= DIRECTIONS =
Reproduce all entries precisely, down to the last character.

^^^^^^^^^^^^^^^^

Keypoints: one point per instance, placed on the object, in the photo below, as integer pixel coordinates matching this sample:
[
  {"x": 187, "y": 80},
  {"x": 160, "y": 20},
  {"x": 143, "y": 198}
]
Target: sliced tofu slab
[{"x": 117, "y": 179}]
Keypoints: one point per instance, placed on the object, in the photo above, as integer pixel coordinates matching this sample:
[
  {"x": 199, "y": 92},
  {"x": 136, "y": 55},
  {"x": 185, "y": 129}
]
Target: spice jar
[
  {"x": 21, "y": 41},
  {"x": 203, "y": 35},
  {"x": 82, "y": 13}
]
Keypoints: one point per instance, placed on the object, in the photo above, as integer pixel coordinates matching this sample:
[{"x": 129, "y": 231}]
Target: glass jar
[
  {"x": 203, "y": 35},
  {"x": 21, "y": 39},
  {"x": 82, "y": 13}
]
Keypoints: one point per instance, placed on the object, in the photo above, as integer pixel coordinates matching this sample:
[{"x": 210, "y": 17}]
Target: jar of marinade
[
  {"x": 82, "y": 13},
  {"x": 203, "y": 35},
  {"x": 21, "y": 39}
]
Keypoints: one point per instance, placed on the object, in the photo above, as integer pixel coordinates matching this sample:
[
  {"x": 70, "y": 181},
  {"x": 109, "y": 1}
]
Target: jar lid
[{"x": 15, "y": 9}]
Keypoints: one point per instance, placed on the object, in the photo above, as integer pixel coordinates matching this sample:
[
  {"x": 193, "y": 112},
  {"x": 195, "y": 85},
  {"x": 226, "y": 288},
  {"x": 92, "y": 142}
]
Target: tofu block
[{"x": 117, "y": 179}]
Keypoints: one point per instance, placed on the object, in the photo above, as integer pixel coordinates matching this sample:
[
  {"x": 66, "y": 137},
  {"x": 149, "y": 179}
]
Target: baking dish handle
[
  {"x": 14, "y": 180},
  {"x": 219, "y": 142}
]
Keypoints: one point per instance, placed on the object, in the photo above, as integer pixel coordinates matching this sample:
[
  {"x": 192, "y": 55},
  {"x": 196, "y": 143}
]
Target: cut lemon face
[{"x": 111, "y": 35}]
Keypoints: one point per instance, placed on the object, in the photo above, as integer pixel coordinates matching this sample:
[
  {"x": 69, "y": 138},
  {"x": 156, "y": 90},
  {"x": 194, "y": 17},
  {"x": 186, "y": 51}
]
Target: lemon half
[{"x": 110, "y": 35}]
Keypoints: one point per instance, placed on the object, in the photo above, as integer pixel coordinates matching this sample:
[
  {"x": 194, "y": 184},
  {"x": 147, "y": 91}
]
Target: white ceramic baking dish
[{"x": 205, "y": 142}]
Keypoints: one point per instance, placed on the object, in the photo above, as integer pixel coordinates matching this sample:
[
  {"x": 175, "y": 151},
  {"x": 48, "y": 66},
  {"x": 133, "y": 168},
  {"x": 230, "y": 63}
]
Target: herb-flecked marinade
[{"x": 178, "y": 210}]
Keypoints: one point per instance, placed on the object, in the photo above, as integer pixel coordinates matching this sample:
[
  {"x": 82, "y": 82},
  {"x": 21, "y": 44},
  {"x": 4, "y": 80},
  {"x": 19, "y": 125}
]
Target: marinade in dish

^^^^^^^^^^^^^^^^

= REPLY TO THE TASK =
Keypoints: one point per instance, placed on the object, in the photo below, as integer pixel coordinates matching this sample:
[
  {"x": 187, "y": 80},
  {"x": 160, "y": 20},
  {"x": 143, "y": 198}
]
Target: sliced tofu slab
[{"x": 117, "y": 179}]
Keypoints: one point per instance, placed on the object, in the photo above, as integer pixel coordinates matching this sample:
[
  {"x": 199, "y": 92},
  {"x": 136, "y": 55},
  {"x": 185, "y": 129}
]
Target: spice jar
[
  {"x": 21, "y": 41},
  {"x": 203, "y": 35},
  {"x": 82, "y": 13}
]
Keypoints: one point per instance, placed on the object, in the photo above, as integer pixel coordinates matching this sample:
[{"x": 129, "y": 231}]
Target: glass jar
[
  {"x": 203, "y": 35},
  {"x": 21, "y": 39},
  {"x": 82, "y": 13}
]
Keypoints: one point per instance, placed on the object, in the photo above, as integer pixel coordinates matching this sample:
[{"x": 210, "y": 17}]
Target: jar of marinade
[
  {"x": 82, "y": 13},
  {"x": 203, "y": 35},
  {"x": 21, "y": 39}
]
Keypoints: one point per instance, placed on the object, in the photo above, as integer pixel coordinates matching this sample:
[
  {"x": 70, "y": 181},
  {"x": 109, "y": 1}
]
Target: jar lid
[{"x": 15, "y": 9}]
Keypoints: one point per instance, placed on the object, in the photo above, as integer pixel coordinates matching this sample:
[
  {"x": 193, "y": 112},
  {"x": 195, "y": 85},
  {"x": 226, "y": 288},
  {"x": 92, "y": 142}
]
Target: tofu block
[{"x": 117, "y": 179}]
Keypoints: one point per instance, placed on the object, in the photo above, as integer pixel coordinates matching this sample:
[
  {"x": 66, "y": 137},
  {"x": 149, "y": 179}
]
Target: baking dish handle
[
  {"x": 14, "y": 180},
  {"x": 219, "y": 142}
]
Keypoints: one point per instance, placed on the object, in the photo above, as integer pixel coordinates matching this sample:
[
  {"x": 192, "y": 55},
  {"x": 196, "y": 143}
]
Target: cut lemon face
[{"x": 111, "y": 35}]
Keypoints: one point per instance, placed on the object, in the photo above, as integer pixel coordinates matching this sample:
[
  {"x": 69, "y": 138},
  {"x": 156, "y": 90},
  {"x": 194, "y": 17},
  {"x": 186, "y": 51}
]
Target: lemon half
[{"x": 110, "y": 35}]
Keypoints: one point per instance, placed on the object, in the photo above, as integer pixel coordinates matching this sample:
[
  {"x": 194, "y": 184},
  {"x": 147, "y": 91}
]
Target: white ceramic baking dish
[{"x": 205, "y": 142}]
Keypoints: one point per instance, placed on the object, in the photo above, as integer pixel coordinates matching this sample:
[
  {"x": 175, "y": 151},
  {"x": 48, "y": 66},
  {"x": 133, "y": 168},
  {"x": 230, "y": 63}
]
Target: herb-flecked marinade
[{"x": 178, "y": 210}]
Keypoints: one point per instance, placed on the object, in the photo above, as integer pixel coordinates matching this sample:
[
  {"x": 82, "y": 82},
  {"x": 21, "y": 44},
  {"x": 4, "y": 80},
  {"x": 19, "y": 125}
]
Target: marinade in dish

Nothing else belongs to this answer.